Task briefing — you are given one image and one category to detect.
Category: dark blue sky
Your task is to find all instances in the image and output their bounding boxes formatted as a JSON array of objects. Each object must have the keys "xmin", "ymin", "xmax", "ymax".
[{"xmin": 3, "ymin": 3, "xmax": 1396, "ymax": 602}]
•••
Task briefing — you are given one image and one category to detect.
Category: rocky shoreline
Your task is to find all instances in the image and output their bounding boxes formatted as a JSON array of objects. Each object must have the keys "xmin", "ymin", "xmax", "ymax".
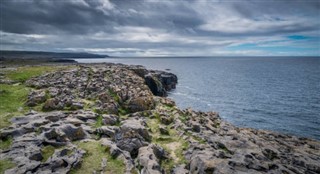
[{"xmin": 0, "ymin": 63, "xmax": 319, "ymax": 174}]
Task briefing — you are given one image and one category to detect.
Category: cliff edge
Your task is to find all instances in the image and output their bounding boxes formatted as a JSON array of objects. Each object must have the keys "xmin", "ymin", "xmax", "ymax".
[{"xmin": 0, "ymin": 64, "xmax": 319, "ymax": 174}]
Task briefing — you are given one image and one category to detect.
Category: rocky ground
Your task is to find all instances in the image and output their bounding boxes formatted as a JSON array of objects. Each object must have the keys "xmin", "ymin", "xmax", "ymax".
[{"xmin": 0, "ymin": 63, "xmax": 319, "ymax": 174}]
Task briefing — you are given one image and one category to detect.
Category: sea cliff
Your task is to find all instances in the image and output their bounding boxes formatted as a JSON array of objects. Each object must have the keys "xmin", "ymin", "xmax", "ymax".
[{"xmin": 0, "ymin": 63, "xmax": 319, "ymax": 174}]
•••
EXERCISE OBJECTIVE: Show every line above where "rocky" is found.

RESPONSE AREA:
Category: rocky shoreline
Category: rocky ground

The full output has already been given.